Document excerpt:
How to Select and Apply Electromechanical Relays for Versatile and Reliable Signal Switching

Applications such as telecom and network devices, automatic test equipment (ATE), and security devices increasingly need to reliably switch and route single or multiple low-to-moderate-level DC, AC (analog), and radio-frequency (RF) signals. Electromechanical relays (EMRs) are well-suited to handle this task.

EMRs offer outstanding on and off performance along with input/output isolation and are available in multiple pole configurations to provide designers with flexibility and versatility. Further, a single relay can support different signal types (AC, DC, low frequency, RF) in the same device, adding to their value.

Although they have moving parts and physical contacts, they are fully characterized due to their long application history. As such, they are reliable “problem solvers” that can provide many years of consistent service. While EMRs are also inherently rugged devices, designers must select an appropriate relay (both coil and contact ratings) and use it properly to ensure maximum longevity.

Data lines:
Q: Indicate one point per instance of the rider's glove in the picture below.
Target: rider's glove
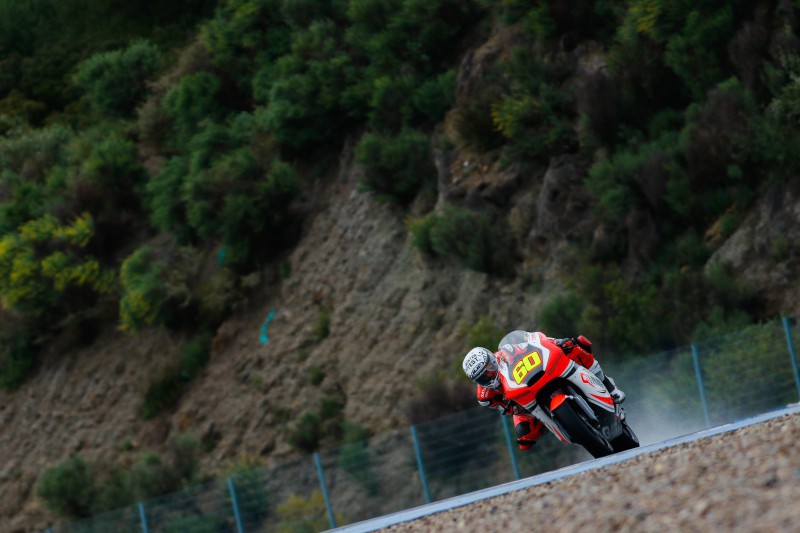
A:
(491, 399)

Exercises:
- a) In the article on electromechanical relays, rewrite the paragraph that begins "EMRs offer outstanding on and off performance" as a short bulleted list that keeps its main facts.
- b) List every abbreviation that the article on electromechanical relays spells out, with the full term given for each.
- c) Pick up the article on electromechanical relays after its last sentence and keep writing it.

Set of answers:
- a)
- EMRs have outstanding on and off performance.
- They provide input/output isolation.
- They come in multiple pole configurations, which gives designers flexibility and versatility.
- One relay can handle different signal types (AC, DC, low frequency, RF) in the same device, which adds to its value.

- b)
- ATE: automatic test equipment
- RF: radio-frequency
- EMRs: electromechanical relays

- c)
This article briefly discusses signal relay types and applications. It then describes how to select and apply EMRs using examples from Omron Electronic Components.

Relay types and differentiation

EMR refers to a component with many application-specific subtypes. For example, power relays have contacts rated at 2 A or higher, while signal relays are designed for contact currents below that value.

Signal relays can be divided into two groups: non-RF signals and RF signals. While all relays are characterized by basic continuity parameters and current and voltage-handing maximums, there are additional performance metrics for RF relays. These include:

• Isolation: High-frequency signals leak through the stray capacitance across contacts, even if the contacts are separate. Isolation is measured in decibels (dB).
• Insertion loss: At high frequencies, signal disturbances arise due to self-induction, resistance, and dielectric loss, as well as from reflections due to impedance mismatches. Insertion loss is also measured in dB.
• Voltage standing wave ratio (VSWR): This is due to constructive/destructive interference between an input signal wave and any reflected signal. This measurement is a unitless number indicating the ratio of a maximum waveform value to its minimum value.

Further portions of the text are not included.